**SOURCE EXTRACT**:
I've been dealing with larger and larger datasets. I love Python and Pandas and do not want to move away from using these tools. One of my dataframes takes 12 minutes to load. I want to speed this up and it seems like utilizing multiple processors would be the best way.
What is the fastest implementation for reading in tab-separated files that are possibly gzipped? I'm open to using Dask but I just couldn't get it to work.
I can't get the dask way to work from this question because the sample size isn't large enough for the row (don't know how to generalize it) read process and concatenate pandas dataframe in parallel with dask
I've tried the following method to make a faster tsv reader: http://gouthamanbalaraman.com/blog/distributed-processing-pandas.html
def count_lines(path):
return int(subprocess.check_output('wc -l {}'.format(path), shell=True).split()[0])
def _process_frame(df):
return df
def read_df_parallel(path, index_col=0, header=0, compression="infer", engine="c", n_jobs=-1):
# Compression
if compression == "infer":
if path.endswith(".gz"):
compression = "gzip"
# Parallel
if n_jobs == -1:
n_jobs = multiprocessing.cpu_count()
if n_jobs == 1:
df = pd.read_table(path, sep="\t", index_col=np.arange(index_col+1), header=header, compression=compression, engine=engine)
else:
# Set up workers
pool = multiprocessing.Pool(n_jobs)

Dataset rows showing where objects appear:
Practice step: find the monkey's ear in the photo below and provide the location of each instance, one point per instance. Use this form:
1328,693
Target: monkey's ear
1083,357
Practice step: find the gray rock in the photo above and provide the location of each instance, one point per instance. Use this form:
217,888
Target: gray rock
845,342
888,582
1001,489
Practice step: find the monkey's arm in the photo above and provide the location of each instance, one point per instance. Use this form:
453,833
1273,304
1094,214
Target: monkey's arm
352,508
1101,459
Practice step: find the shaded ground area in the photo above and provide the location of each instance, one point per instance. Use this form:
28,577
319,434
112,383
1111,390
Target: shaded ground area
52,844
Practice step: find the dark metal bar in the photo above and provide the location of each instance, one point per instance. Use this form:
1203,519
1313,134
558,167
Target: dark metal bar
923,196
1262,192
--
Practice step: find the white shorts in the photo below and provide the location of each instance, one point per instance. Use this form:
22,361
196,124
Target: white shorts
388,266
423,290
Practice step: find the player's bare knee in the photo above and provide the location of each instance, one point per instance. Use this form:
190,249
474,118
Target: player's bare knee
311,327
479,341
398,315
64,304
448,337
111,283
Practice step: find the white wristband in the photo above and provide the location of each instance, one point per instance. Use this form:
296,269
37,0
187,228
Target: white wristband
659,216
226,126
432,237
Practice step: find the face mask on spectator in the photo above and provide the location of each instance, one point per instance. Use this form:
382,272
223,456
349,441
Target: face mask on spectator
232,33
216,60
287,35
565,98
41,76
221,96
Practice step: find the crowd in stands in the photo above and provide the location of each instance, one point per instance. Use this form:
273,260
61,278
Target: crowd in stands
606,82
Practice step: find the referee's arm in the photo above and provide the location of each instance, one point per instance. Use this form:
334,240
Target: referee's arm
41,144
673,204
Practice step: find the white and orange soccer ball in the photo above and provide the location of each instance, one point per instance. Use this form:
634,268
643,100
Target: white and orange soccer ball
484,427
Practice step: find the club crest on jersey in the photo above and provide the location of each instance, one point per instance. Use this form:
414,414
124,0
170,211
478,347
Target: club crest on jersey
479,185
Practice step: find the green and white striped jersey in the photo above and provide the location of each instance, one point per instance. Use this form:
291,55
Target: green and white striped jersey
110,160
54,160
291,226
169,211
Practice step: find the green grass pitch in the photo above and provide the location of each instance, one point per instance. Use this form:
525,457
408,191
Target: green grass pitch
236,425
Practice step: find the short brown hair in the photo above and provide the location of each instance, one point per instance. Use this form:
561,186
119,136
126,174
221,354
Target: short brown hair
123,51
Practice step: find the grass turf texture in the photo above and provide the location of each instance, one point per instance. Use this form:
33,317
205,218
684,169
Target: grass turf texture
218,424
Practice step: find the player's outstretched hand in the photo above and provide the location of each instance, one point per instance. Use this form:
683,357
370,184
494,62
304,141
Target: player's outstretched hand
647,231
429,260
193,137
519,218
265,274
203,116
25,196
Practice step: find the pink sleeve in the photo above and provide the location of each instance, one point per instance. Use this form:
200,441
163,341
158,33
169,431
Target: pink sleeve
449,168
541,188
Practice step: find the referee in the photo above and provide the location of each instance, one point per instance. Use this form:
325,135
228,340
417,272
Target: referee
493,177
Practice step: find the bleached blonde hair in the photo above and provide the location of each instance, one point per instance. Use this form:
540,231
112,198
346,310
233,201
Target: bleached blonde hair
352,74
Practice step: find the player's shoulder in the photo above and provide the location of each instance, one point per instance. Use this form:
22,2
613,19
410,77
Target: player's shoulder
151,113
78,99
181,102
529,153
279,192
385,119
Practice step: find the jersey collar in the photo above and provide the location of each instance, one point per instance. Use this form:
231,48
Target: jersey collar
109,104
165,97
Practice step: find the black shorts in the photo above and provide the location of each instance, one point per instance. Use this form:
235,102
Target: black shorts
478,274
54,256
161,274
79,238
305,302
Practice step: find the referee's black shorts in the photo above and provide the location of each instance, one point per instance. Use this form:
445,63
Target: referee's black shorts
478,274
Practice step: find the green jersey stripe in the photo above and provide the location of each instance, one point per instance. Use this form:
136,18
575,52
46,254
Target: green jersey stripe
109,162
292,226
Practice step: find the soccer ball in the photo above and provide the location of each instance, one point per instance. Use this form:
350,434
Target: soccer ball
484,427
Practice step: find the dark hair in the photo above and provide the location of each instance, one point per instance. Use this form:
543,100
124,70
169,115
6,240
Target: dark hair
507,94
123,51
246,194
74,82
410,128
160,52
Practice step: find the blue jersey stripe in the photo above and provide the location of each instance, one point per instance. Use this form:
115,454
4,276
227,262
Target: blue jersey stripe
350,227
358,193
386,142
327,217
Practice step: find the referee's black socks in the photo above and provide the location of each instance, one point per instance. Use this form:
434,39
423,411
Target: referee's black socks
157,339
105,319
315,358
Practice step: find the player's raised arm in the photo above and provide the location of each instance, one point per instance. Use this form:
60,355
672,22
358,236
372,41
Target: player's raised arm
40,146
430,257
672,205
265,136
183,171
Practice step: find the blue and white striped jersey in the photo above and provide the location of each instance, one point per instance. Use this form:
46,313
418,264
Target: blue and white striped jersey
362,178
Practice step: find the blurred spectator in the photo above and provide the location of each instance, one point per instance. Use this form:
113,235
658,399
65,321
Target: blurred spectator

**TO BE DONE**:
A - In the Pandas loading post, how long does one of the dataframes take to load?
B - Carry on the Pandas loading post from its final line of code, continuing the read_df_parallel function.
The listing has no connection to the Pandas loading post.

**ANSWERS TO THE EXERCISES**:
A - 12 minutes.

B -
num_lines = count_lines(path)
chunksize = num_lines // n_jobs
reader = pd.read_table(path, sep="\t", index_col=np.arange(index_col+1), header=header, compression=compression, engine=engine, chunksize=chunksize, iterator=True)
# Iterate through dataframes
df_list = list()
for chunk in reader:
df_tmp = pool.apply_async(_process_frame, [chunk])
df_list.append(df_tmp)
df = pd.concat(f.get() for f in df_list)
return df
Why is the parallel version slower?
What is the fastest implementation for reading in a large gzipped (or not) table into a pandas dataframe?
%%time
path = "./Data/counts/gt2500.counts.tsv.gz"
%timeit read_df_parallel(path, n_jobs=1)
%timeit read_df_parallel(path, n_jobs=-1)
5.62 s ± 25.5 ms per loop (mean ± std. dev. of 7 runs, 1 loop each)
6.81 s ± 106 ms per loop (mean ± std. dev. of 7 runs, 1 loop each)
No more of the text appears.